**ARTICLE**
++++++++++
- Conference: Sun Belt Conference
- Record: 38–19 (19–8 SBC)
- Head coach: Ricci Woodard (22nd season);
- Assistant coaches: Paige McDuffee; Scott Woodard;
- Home stadium: Bobcat Softball Stadium

= 2022 Texas State Bobcats softball team =

American college softball season

The 2022 Texas State Bobcats softball team represented Texas State University during the 2020 NCAA Division I softball season. The Bobcats played their home games at Bobcat Softball Stadium. The Bobcats were led by twenty-second year head coach Ricci Woodard and were members of the Sun Belt Conference.

==Preseason==

===Sun Belt Conference Coaches Poll===
The Sun Belt Conference Coaches Poll was released on January 31, 2022. Texas State was picked to finish second in the conference with 87 votes and 2 first place votes.
++++++++++
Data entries
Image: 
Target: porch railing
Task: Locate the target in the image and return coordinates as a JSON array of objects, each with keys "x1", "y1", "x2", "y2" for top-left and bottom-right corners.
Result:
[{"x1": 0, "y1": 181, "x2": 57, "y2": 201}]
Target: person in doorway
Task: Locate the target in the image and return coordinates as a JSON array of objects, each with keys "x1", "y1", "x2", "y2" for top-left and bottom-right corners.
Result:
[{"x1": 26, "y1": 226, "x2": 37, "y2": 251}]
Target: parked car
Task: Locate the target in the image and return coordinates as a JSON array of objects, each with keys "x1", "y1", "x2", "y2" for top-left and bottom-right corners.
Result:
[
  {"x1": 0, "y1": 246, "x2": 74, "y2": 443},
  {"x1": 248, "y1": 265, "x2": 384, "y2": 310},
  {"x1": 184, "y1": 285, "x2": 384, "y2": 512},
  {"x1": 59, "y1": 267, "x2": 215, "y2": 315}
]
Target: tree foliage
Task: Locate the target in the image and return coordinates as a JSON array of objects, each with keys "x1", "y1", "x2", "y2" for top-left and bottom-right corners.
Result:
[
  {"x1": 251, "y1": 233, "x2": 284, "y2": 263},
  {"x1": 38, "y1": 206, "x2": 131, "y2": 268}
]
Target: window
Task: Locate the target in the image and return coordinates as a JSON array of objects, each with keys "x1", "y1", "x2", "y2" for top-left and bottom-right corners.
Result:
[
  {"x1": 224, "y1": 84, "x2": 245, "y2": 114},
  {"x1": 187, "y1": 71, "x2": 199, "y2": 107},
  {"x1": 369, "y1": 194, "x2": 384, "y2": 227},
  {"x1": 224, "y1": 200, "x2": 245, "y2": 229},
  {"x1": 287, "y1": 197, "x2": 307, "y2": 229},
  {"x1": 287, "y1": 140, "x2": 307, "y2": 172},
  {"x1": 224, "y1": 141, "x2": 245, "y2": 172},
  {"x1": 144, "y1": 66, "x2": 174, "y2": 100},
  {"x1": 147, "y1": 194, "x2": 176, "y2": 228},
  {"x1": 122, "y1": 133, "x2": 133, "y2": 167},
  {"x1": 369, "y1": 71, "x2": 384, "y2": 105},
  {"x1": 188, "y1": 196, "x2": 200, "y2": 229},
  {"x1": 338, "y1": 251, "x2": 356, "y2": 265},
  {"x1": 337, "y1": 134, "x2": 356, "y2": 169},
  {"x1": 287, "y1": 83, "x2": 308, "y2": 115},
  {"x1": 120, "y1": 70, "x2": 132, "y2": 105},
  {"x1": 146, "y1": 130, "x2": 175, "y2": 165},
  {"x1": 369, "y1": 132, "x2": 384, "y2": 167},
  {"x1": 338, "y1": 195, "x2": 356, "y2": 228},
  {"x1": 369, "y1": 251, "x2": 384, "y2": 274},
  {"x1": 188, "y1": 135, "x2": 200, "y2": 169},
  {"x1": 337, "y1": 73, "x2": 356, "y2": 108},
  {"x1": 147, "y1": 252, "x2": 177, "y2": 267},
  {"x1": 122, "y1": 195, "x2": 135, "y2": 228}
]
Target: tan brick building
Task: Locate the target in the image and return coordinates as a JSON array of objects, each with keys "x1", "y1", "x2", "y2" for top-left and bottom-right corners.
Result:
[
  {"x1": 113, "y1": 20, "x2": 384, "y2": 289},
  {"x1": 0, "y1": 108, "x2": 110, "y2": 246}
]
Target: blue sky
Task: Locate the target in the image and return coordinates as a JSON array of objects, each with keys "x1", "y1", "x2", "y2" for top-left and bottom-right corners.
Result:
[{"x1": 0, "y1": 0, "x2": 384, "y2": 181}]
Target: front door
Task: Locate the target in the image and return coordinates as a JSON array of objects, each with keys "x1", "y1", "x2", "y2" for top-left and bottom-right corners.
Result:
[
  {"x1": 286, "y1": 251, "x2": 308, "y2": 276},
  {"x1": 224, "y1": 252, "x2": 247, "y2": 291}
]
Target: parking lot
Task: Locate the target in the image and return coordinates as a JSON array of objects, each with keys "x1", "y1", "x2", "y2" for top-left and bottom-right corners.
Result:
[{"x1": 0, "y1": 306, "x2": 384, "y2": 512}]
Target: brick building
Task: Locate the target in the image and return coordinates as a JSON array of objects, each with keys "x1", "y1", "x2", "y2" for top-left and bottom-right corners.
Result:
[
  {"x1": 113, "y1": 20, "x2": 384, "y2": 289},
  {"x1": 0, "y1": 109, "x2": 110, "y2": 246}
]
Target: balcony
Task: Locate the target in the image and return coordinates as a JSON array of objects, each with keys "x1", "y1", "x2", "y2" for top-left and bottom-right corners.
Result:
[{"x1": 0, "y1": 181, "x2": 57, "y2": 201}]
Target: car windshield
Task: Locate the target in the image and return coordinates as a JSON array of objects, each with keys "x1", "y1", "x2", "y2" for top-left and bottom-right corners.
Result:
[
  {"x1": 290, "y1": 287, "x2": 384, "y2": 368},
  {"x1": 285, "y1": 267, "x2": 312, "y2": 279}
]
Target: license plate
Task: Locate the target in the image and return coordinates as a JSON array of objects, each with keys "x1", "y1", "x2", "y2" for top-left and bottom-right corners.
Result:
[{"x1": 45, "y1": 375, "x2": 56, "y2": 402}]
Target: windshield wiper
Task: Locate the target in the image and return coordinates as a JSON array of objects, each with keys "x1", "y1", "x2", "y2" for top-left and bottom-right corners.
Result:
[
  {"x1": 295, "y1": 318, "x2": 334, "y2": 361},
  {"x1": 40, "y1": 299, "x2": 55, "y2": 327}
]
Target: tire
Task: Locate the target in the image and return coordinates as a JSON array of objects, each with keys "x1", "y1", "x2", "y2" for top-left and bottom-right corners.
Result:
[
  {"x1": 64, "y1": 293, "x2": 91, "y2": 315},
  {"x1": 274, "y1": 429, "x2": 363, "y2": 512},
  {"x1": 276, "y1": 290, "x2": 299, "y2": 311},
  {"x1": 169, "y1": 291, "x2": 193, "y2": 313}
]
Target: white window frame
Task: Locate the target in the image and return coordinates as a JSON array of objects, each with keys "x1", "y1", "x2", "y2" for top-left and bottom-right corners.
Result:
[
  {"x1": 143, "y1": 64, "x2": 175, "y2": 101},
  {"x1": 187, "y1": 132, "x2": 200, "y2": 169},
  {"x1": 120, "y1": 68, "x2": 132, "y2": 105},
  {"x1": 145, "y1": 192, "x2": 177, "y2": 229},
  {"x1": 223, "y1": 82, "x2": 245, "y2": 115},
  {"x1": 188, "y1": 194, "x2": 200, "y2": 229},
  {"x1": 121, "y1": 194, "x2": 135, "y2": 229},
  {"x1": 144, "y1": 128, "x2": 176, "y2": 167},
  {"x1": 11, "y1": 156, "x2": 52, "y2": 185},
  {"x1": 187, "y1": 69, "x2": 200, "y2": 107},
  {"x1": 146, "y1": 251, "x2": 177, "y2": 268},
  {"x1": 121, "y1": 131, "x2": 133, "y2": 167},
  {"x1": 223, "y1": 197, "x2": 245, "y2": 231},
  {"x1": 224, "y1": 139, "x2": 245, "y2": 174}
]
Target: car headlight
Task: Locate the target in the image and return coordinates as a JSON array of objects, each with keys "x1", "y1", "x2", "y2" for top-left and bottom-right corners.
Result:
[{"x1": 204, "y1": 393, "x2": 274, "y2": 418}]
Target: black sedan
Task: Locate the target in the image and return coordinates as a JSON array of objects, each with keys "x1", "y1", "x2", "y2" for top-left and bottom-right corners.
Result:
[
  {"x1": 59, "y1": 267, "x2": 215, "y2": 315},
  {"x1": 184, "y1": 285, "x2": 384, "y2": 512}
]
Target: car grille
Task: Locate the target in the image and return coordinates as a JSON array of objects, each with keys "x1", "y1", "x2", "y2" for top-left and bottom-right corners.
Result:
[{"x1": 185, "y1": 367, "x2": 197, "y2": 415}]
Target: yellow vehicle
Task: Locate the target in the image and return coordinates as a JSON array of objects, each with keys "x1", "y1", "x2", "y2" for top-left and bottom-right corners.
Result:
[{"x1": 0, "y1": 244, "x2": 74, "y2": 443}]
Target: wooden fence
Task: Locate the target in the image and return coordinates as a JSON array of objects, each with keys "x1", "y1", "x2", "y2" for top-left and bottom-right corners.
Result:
++++++++++
**TASKS TO CARRY OUT**
a) According to the article on the 2022 Texas State softball team, where did the Bobcats play their home games?
b) Using the preseason section of the article, explain where the Sun Belt Conference Coaches Poll expected Texas State to finish and what vote totals support that placement.

**ANSWERS IN ORDER**
a) Bobcat Softball Stadium.

b) The poll, released on January 31, 2022, picked Texas State to finish second in the Sun Belt Conference. The team received 87 votes, including 2 first-place votes.